Studio album by Take That
- Released: 24 March 2017
- Studios: Abbey Road Studios, London; Dean Street Studios, London; Electric Lady Studios, New York; Future Studios, London; The Hobby Shop, Los Angeles; Metropolis Studios, London; Mixsuite (Los Angeles and UK); Playground Studios, North Carolina; The Ranch, Woodland Hills, California; Tracques, Los Angeles;
- Genre: Pop
- Length: 41:32
- Label: Polydor
- Producers: Mike Crossey; Tony Hoffer; Stuart Price; Mark Ralph; Charlie Russel; Sigma;

Take That chronology
| III (2014) | Wonderland (2017) | Odyssey (2018) |

Singles from Wonderland
- "Giants" Released: 17 February 2017; "New Day" Released: 5 May 2017;

= Wonderland (Take That album) =

Wonderland is the eighth studio album by English band Take That. It was released on 24 March 2017 through Polydor Records.

== Background ==
On 22 October 2016 Take That announced the album and its release date along with the tour dates for Wonderland Live in support of it, which started in May 2017. It was also confirmed that Robbie Williams and Jason Orange would not be rejoining the band for the album and tour. The band worked with various producers on the album including Tony Hoffer, Stuart Price and Mike Crossey.

* _Image location labeling entries_:
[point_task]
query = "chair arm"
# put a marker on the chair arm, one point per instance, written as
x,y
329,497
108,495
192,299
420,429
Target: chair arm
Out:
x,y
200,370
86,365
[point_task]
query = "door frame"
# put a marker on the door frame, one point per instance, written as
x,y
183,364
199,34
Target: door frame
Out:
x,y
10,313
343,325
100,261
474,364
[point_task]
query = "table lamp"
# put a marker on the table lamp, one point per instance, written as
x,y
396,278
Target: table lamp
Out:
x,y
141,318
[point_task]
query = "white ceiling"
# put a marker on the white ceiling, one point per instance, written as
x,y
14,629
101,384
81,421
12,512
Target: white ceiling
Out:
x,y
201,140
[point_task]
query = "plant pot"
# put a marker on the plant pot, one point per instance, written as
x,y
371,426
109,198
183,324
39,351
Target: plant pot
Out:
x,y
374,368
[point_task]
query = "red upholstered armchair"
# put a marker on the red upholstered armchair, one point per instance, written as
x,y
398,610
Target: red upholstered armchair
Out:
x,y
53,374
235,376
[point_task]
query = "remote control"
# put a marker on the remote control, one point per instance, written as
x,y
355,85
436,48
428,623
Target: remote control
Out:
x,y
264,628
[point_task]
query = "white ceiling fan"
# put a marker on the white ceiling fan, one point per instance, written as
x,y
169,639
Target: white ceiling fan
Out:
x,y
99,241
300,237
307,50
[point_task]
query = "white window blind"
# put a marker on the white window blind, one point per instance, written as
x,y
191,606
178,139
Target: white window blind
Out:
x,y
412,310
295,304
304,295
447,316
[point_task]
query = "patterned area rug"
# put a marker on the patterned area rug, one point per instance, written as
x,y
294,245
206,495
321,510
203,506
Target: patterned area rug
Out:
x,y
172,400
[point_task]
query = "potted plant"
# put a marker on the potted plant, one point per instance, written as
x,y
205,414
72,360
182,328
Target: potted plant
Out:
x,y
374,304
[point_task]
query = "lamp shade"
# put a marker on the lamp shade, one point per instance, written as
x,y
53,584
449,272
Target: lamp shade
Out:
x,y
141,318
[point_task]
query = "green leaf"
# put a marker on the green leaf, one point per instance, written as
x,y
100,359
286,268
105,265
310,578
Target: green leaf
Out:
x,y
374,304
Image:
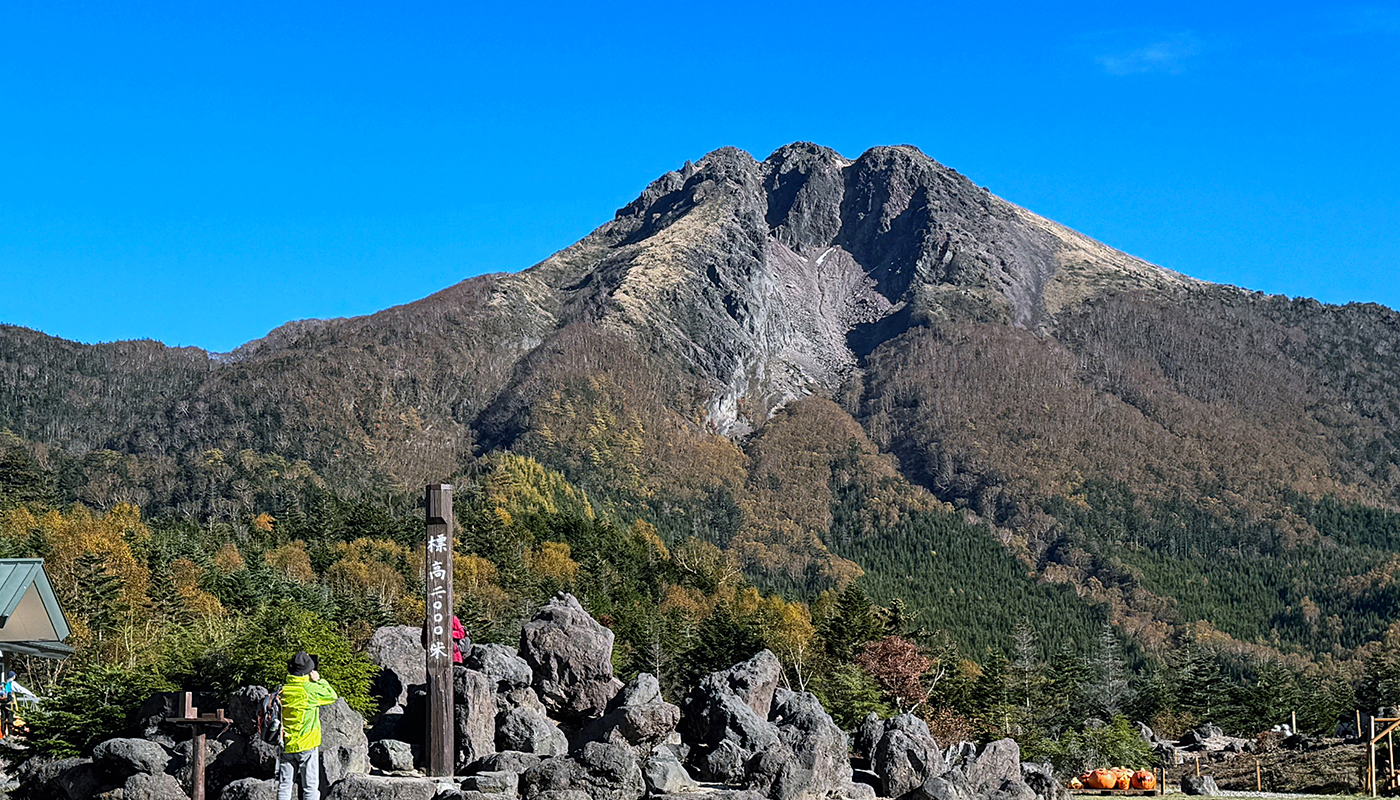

* _Task prompt_: Pick up the article on Take That's album Wonderland after its final sentence and continue it in the same encyclopedic style.

* _Task answer_:
==Critical reception==
David Smyth from the London Evening Standard gave a positive three-star review, calling it "Enough to thrill the masses, and business as usual", and wrote: "Their eighth album overall feels like business as usual too, with a full sound, rich in arm-waving choruses and blandly uplifting lyrics ("Music makes me feel good," "We can conquer any mountain," "Every morning is a brand new day," etc.)." Michael Cragg from The Guardian gave a mixed two-star review, calling Take That "The boyband equivalent of a Reliant Robin", and went on to write: "the overwhelming feeling is of an album made purely to justify taking the show around the arenas. While that's not exactly a new concept, the cynicism of the idea bleeds into the music, with most of the tracks built around cavernous, chant heavy choruses."

== Promotion ==

=== Singles ===
"Cry" was released as a collaboration single with Drum and bass group Sigma on 20 May 2016 and is included on the deluxe version of the album.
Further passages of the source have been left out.